Task to complete: Copy out the records below, substituting "dot" for every "marker" and leaving everything else as it is. Leave the pictures out of your copy.

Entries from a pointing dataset

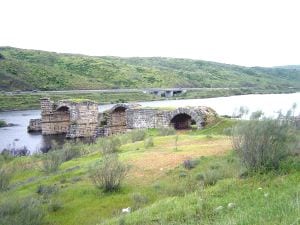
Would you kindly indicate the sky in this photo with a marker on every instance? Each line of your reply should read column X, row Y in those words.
column 242, row 32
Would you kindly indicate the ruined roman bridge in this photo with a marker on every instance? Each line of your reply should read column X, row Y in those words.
column 80, row 118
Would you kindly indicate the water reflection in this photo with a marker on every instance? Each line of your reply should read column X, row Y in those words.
column 17, row 136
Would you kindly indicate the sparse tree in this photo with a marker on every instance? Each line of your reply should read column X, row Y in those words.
column 262, row 142
column 108, row 174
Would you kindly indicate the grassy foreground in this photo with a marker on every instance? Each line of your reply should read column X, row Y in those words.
column 214, row 190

Output for this task:
Would you kindly indicate the sky in this photo with a dot on every instance? Each line of your reply should read column X, row Y in those words.
column 242, row 32
Would you kindly indicate the ruined roman bridge in this photo with a dot on every instance? Each line of your reply should read column X, row Y in those words.
column 80, row 118
Would you kindly indicate the water reflection in this photo with a dot on every instance? Each line of your reply should read column X, row Y in those words.
column 17, row 136
Would you kindly indicate the sparse tree in this photo with a dot on every instance? Each line of your reply should read column X, row Y in those words.
column 262, row 142
column 108, row 174
Would you kindly indicate the grassy foreground in this photo with a dot on every instance? Each line of your reply should read column X, row Y in those words.
column 214, row 190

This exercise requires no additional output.